■ Belge Bölümü

○ ○ ○ ○

Bilindik Filmin Yeni Versiyonu Suriyede Vizyonda!
Geçmişte bu ülkeyi yönetenlerin oyuncu olarak katkı sağladığı ve Irak’ta vizyona giren ABD ve İsrail ortak yapımı bilindik filmin ikincisi bu kez de Suriye’de vizyona girdi…
Bu yeni versiyonda;
“İyi hazırlanılmış ve planlanılmış bir savaş” her şeyden daha kârlıdır! diyen “yapımcılar” aynı!
Özgürlük ve demokrasi getiriyoruz. Akan gözyaşlarını ve zulmü dindireceğiz temalı “senaryoda” aynı…
Filmin başrol oyuncularının yanında “yardımcı oyuncularda” bilindik!
Jenerikte isimleri küçük harfle yazılan, bazen hiç yazılmayan ama ‘ah ulan bir rol kapabilsem keşke’ diyen “figüranlarda” aynı…
Burada bir es veriyor ve üç ayrı demeç alıntılayarak devam ediyorum:
"Yegane yol bütün Ortadoğu coğrafyasında, Irak'ta olduğu gibi ya da benzeri İran'da da özerk Kürdistan olacaktır, Türkiye'de de özerk Kürdistan olacaktır, Suriye'ye de özerk Kürdistan olacaktır"
(Osman Baydemir)
"Biz hepimiz Esad'ın böyle bir faşizminin olduğunu biliyoruz. Kürtler uyanık olmalı. Bana göre Kürtlerin birlik olmaları yönündeki kazanım doğru ve önemli bir ilerlemedir. Türkiye oradaki ilerlemeleri kendine karşıymış gibi görmemeli. Türkiye'nin yapması gereken şudur: Türkiye Kürdistanı ve Kürt halkını bir zenginliği olarak görmeli ve Kürtlerin bu kazanımlarına sahip çıkmalı."
(AK Parti Diyarbakır eski milletvekili Abdurrahman Kurt)

○ ○ ○ ○

■ Verilen Satırlar
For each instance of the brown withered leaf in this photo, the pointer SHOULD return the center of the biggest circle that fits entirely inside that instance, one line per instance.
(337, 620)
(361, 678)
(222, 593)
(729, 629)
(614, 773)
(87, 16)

○ ○ ○ ○

■ İstenen Görev 1
Suriye üzerine yazıda "(Osman Baydemir)" sözlerinden aşağıya, "milletvekili Abdurrahman Kurt)" sözlerine kadar her şeyi yeniden yaz ve "eski milletvekili" yerine "önceki dönem milletvekili" koyarak değiştir.
■ İstenen Görev 2
Suriye üzerine yazıyı kaldığı yerden sürdür.
Satırlara bu işte ihtiyaç yok.

■ Görev Sonucu 1
(Osman Baydemir)
"Biz hepimiz Esad'ın böyle bir faşizminin olduğunu biliyoruz. Kürtler uyanık olmalı. Bana göre Kürtlerin birlik olmaları yönündeki kazanım doğru ve önemli bir ilerlemedir. Türkiye oradaki ilerlemeleri kendine karşıymış gibi görmemeli. Türkiye'nin yapması gereken şudur: Türkiye Kürdistanı ve Kürt halkını bir zenginliği olarak görmeli ve Kürtlerin bu kazanımlarına sahip çıkmalı."
(AK Parti Diyarbakır önceki dönem milletvekili Abdurrahman Kurt)

■ Görev Sonucu 2
"Düşmanca bir yaklaşım Türkiye'nin iç barışına da zarar verir. İnanıyorum ki Türkiye'nin talebi Kürtlerin de Suriye muhalefeti içerisinde yer almasıdır. Suriye özgürleştiği zaman Kürtlerin hakları, özerkliği ve statüsü tartışılabilir. Eğer Suriye muhalefeti Kürtlerin varlığını ve haklarını tanımazsa o zaman Kürtlerin kendi başlarına yapacakları hak mücadelesi meşruiyet kazanır”
(AK Parti Diyarbakır Milletvekili Galip Ensarioğlu)
Ülkeyi yönetenler ve bu millet bu demeçleri umursamadan geçmemeli… Bunlar söyletilen ve kamuoyunu yeni bir konjonktüre hazırlayan sözlerdir.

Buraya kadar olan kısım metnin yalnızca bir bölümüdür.